Copy the listing below, replacing "sheep" with "cow" and leaving everything else unchanged.

■ ■ ■ ■

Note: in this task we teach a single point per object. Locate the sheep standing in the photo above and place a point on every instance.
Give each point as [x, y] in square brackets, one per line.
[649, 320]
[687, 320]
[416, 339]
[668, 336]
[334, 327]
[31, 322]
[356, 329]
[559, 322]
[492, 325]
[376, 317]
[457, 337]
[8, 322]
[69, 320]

■ ■ ■ ■

== Task result ==
Note: in this task we teach a single point per object. Locate the cow standing in the photo above and place a point on every instance.
Give each point as [x, y] in square brackets, one per line.
[649, 320]
[687, 320]
[416, 339]
[668, 336]
[334, 327]
[31, 322]
[356, 329]
[559, 322]
[492, 325]
[376, 317]
[457, 337]
[8, 322]
[69, 320]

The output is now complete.